— BEGIN SOURCE PASSAGE —
According to example embodiments, the circuit board 100 is
positioned and connected within the concave portion 21 of the
housing 20 and the switch component 102 is mounted to the circuit
board 106 so as to be generally centrally positioned within the
opening 26 such that pressing against the membrane further causes
contact with the switch component 102.
[0032] In example embodiments, the circuit board 106 is preferably
a component of the device's 10 electronic control system, for
example, such that the electronic components of the device 10 are
preferably properly eclectically connected together to function as
desired. In example embodiments, the electronic control system can
comprise the circuit board 106, a processor and memory, a Bluetooth
component 110, a battery supply 40, one or more sensors 112, 114,
the fan 90, the operation switch 100 (and switch component 102), a
control knob 120, a charging outlet 130. According to additional
example embodiments, one or more additional components such as a
GPS component, an accelerometer, gyro, etc. can be provided with
the electronic control system as desired.
[0033] As described above, the device 10 is preferably configured
for communicating with the electronic device D, and vice-versa, for
example, whereby the Bluetooth component 110 is connectable with a
Bluetooth component of the electronic device D, or for example, the
Bluetooth component 110 is connectable with a Bluetooth component
110 of another device 10. According to another example embodiment,
the device 10 is capable of communicating with devices 10 or
electronic device D over one or more signals and/or networks and/or
hosting/receiving stations or radios, or other wireless
communication systems or methods. For example, according to one
example embodiment, the device 10 is wirelessly connected to the
electronic device D via a Bluetooth signal (as described above).
— END SOURCE PASSAGE —
- PROBLEM
Print the portion of the device description starting at "[0033] As described" and ending at "(as described above).", keeping every word as it appears.
— BEGIN EXCERPTED DATA —
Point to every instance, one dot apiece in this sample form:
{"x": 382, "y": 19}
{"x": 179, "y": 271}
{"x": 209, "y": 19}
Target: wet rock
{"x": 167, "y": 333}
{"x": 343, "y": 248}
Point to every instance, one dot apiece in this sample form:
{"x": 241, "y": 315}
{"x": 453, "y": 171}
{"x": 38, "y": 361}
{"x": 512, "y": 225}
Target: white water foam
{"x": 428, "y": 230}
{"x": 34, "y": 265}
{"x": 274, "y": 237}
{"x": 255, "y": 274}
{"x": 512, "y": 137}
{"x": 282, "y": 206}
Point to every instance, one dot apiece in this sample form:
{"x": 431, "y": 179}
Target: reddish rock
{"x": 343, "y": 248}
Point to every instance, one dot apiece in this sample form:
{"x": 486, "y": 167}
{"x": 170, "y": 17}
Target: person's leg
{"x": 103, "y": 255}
— END EXCERPTED DATA —
- RESPONSE TO THE EXERCISE
[0033] As described above, the device 10 is preferably configured
for communicating with the electronic device D, and vice-versa, for
example, whereby the Bluetooth component 110 is connectable with a
Bluetooth component of the electronic device D, or for example, the
Bluetooth component 110 is connectable with a Bluetooth component
110 of another device 10. According to another example embodiment,
the device 10 is capable of communicating with devices 10 or
electronic device D over one or more signals and/or networks and/or
hosting/receiving stations or radios, or other wireless
communication systems or methods. For example, according to one
example embodiment, the device 10 is wirelessly connected to the
electronic device D via a Bluetooth signal (as described above).